Text segment section start

A scientist from Perth is leading a team of more than 260 researchers from all over the world as part of an international project that could have extensive implications for medicine.
A scientist from Perth is leading a team of more than 260 researchers from all over the world as part of an international project that could have extensive implications for medicine.
Western Australian medical researchers have used data from a collaborative international project to identify the role of two genes in muscle disease, while a second local project is targeting tumour-specific treatment for cancer.
Harry Perkins Institute of Medical Research professor Alistair Forrest is back in WA, having led the Fantom project in Japan for seven years.
The project started at the Riken Yokohama research organisation 16 years ago, and has grown from a consortium of 30 to include more than 260 global medical researchers and computational biologists.
Fantom has evolved from mapping genes to systematically examining the sets of genes used in most cell types of the human body.
“Our bodies are made up of at least 400 different (types of) cells and they all have specialised roles,” Dr Forrest told Business News.
“Division of labour between these specialised cell types allows us to have more complex functions than simple single cell organisms, like being able to see, think, hear, fight infections and many other things we take for granted.
“We were interested in knowing what genes were expressed in each of these cell types and how they were regulated … so we could build a map of what genes were expressed and where.”
Dr Forrest moved to the Riken Yokohama institute following an overseas biomedical fellowship in 2007. After several promotions he became the scientific coordinator and project lead of Fantom5 in 2009 – the fifth phase of the Fantom project (on which 46 Australians worked).

Text segment section end
Data section section start

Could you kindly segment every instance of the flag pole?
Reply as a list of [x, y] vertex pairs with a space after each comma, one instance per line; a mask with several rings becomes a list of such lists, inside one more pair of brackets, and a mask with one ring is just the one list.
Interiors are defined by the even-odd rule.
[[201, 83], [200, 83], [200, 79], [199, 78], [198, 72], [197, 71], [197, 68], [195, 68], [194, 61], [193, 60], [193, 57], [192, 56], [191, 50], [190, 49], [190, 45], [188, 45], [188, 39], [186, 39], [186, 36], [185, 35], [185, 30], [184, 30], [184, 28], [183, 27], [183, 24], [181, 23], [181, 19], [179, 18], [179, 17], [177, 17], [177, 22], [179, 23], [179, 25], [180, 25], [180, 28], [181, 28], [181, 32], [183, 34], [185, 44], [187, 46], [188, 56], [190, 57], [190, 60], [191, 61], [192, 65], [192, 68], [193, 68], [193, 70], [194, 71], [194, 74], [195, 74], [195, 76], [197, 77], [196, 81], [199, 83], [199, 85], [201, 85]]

Data section section end
Data section section start

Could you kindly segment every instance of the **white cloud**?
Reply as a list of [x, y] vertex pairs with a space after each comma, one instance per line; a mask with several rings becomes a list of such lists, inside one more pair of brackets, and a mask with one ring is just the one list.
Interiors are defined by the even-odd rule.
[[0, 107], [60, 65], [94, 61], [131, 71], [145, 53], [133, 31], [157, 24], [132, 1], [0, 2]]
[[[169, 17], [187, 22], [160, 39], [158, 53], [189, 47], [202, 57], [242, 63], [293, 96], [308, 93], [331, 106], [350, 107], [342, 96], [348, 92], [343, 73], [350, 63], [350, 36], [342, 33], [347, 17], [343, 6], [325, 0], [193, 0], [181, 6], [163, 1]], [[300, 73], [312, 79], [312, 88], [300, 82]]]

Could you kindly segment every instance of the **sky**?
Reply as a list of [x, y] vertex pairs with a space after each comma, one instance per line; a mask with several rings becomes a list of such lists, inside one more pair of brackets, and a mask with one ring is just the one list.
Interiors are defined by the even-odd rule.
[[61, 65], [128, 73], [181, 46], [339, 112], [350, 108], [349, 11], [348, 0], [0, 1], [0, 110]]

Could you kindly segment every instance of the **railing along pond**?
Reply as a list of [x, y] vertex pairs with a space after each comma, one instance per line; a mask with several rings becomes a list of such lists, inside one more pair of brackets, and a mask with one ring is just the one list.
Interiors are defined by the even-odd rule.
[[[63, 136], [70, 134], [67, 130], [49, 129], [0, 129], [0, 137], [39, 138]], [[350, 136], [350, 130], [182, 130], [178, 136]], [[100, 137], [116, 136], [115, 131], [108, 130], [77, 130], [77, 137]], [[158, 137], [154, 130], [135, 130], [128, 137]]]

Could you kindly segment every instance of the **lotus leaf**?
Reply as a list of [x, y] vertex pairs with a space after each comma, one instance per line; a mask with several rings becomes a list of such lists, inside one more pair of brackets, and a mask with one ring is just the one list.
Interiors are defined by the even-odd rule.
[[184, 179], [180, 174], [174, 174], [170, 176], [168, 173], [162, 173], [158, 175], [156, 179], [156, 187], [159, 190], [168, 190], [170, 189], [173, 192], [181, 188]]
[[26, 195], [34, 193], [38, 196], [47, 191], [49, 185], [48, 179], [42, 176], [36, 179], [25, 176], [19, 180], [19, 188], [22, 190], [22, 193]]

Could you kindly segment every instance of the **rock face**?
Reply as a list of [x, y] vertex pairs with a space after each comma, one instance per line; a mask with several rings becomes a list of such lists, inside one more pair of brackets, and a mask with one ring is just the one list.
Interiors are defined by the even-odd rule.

Data section section end

■ **Work order 1**: In the Fantom project article, copy out the passage between "Western Australian medical" and "treatment for cancer.", inclusive.
■ **Work order 2**: Shorten the paragraph of the Fantom project article that opens with "Dr Forrest moved to the Riken Yokohama institute", keeping its main facts.
■ **Work order 3**: Write the next few paragraphs of the article about Alistair Forrest and the Fantom project, starting right after its final sentence.

■ **Task answer 1**:
Western Australian medical researchers have used data from a collaborative international project to identify the role of two genes in muscle disease, while a second local project is targeting tumour-specific treatment for cancer.

■ **Task answer 2**: After an overseas biomedical fellowship in 2007, Dr Forrest joined the Riken Yokohama institute. Several promotions later, in 2009, he became scientific coordinator and project lead of Fantom5, the project's fifth phase, which had 46 Australians working on it.

■ **Task answer 3**:
Dr Forrest said the Fantom5 project had since created an atlas-like database of genes in different cell types, such as immune cells or brain cells.
“It is a unique resource,” he said.
“There are other data sets out there that may be useful but there’s nothing out there that has the diversity of cell types that we looked at.”
Dr Forrest returned to WA from Japan early in 2015 to head the Systems Biology and Genomics laboratory at Perkins.
He still also holds his Fantom5 position and visits the Yokohama facility twice a year.
“I wanted to switch from basic research and mapping to how I could actually help people; this was part of the reason I came back to Australia and WA in particular,” Dr Forrest said.
“We are now using the data from Fantom5 to identify genes involved in genetic diseases and to reprogram cells for regenerative and personalised medicine in the future.”
Dr Forrest has leveraged the data to further understand muscle disease and cancer in two projects he is leading at the Perkins institute.
“We used the Fantom5 expression data, of which gene is active in which sample, to tell us about genes active in muscle and we compared it to the list of genes that had mutations in them,” he said.
“In the past six months we have identified two new muscle disease genes.”
The second project, funded by the Cancer Research Trust, has used the data to look at ways to improve drug treatments that target cancer cells.
“A tumour has cancer cells but it also has lots of different cell types, including immune cells,” Dr Forrest said.
“You need to be able to understand what cells are present and for cancer cells what drug targets are expressed. If you have 100 cancer cells and only 50 per cent had the target for a particular drug, the tumour reduces by 50 per cent but the other parts of the tumour survive.
“This could be transformative and give us an understanding of cancer we don’t have yet.”
The data generated by Fantom5 is public and free, and Dr Forrest said it had developed into a global collaborative resource in recent years, utilised by other researchers for better understanding the impact of genes on various medical conditions, including brain disorders, cardiovascular disease and bone problems.
Earlier this year, the Fantom5 project was awarded the 2016 Australian Museum Eureka Prize; the Scopus Eureka Prize for Excellence in International Scientific Collaboration.